# Source passage
▼

Things to do in Cartagena Spain
There’s a Cartagena in Spain? Yes indeed, in fact, most N. American and S. America cities have European namesakes – that’s colonialism for you.
There are so many things to do in Cartegena Spain from historic Roman and Carthaginian sites to feasts fit for foodies. There are marble streets, brilliant shopping. The heartstopping elevator to the top of the Castillo, boat rides and so many more activities.
Cartegena is located in the Region of Murcia, by the Mediterranean coast, south-eastern Spain. Cartagena also has some of the best weather in Europe and is called the “winterless” city. Even in January, the temperatures hover around 57° F.
How to Get to Cartagena Spain
The biggest influx of tourists to Cartagena Spain comes from the massive cruise ships docked in the deep harbour. It is an easy city to get to though when touring Spain but if you are driving it is a rather “interesting” city to drive through not to mention the parking is awful.
However, having said that the traffic is restricted in Cartegena and there is underground parking but outside the main centre so it is a walk into the heart of the city. This does make the city very walkable and it is lovely without all that traffic to put up with.
Cartegena is a stop along the way for most buses coming up from the south to the airport at Murcia or Alicante. Murcia San Javier airport is only 20km north of Cartagena. There are a few buses direct from Granada and Valencia and it is a great stop if you are travelling through Andalucia.

▲

# Recorded data
▼

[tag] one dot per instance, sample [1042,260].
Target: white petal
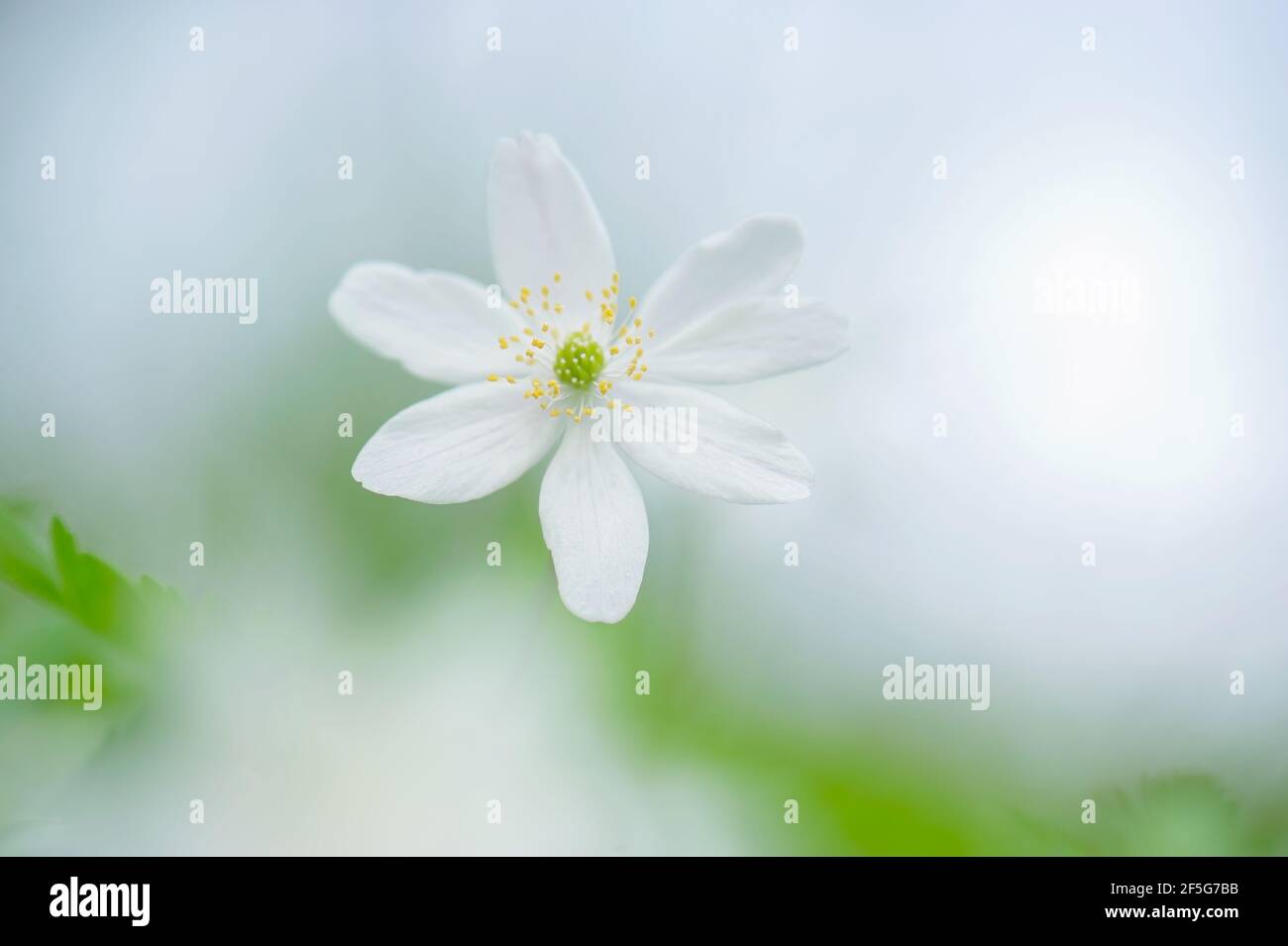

▲

# What is being asked
Reproduce the Cartagena travel text in full, word for word. The listing plays no part in this exercise.

# Answer
Things to do in Cartagena Spain
There’s a Cartagena in Spain? Yes indeed, in fact, most N. American and S. America cities have European namesakes – that’s colonialism for you.
There are so many things to do in Cartegena Spain from historic Roman and Carthaginian sites to feasts fit for foodies. There are marble streets, brilliant shopping. The heartstopping elevator to the top of the Castillo, boat rides and so many more activities.
Cartegena is located in the Region of Murcia, by the Mediterranean coast, south-eastern Spain. Cartagena also has some of the best weather in Europe and is called the “winterless” city. Even in January, the temperatures hover around 57° F.
How to Get to Cartagena Spain
The biggest influx of tourists to Cartagena Spain comes from the massive cruise ships docked in the deep harbour. It is an easy city to get to though when touring Spain but if you are driving it is a rather “interesting” city to drive through not to mention the parking is awful.
However, having said that the traffic is restricted in Cartegena and there is underground parking but outside the main centre so it is a walk into the heart of the city. This does make the city very walkable and it is lovely without all that traffic to put up with.
Cartegena is a stop along the way for most buses coming up from the south to the airport at Murcia or Alicante. Murcia San Javier airport is only 20km north of Cartagena. There are a few buses direct from Granada and Valencia and it is a great stop if you are travelling through Andalucia.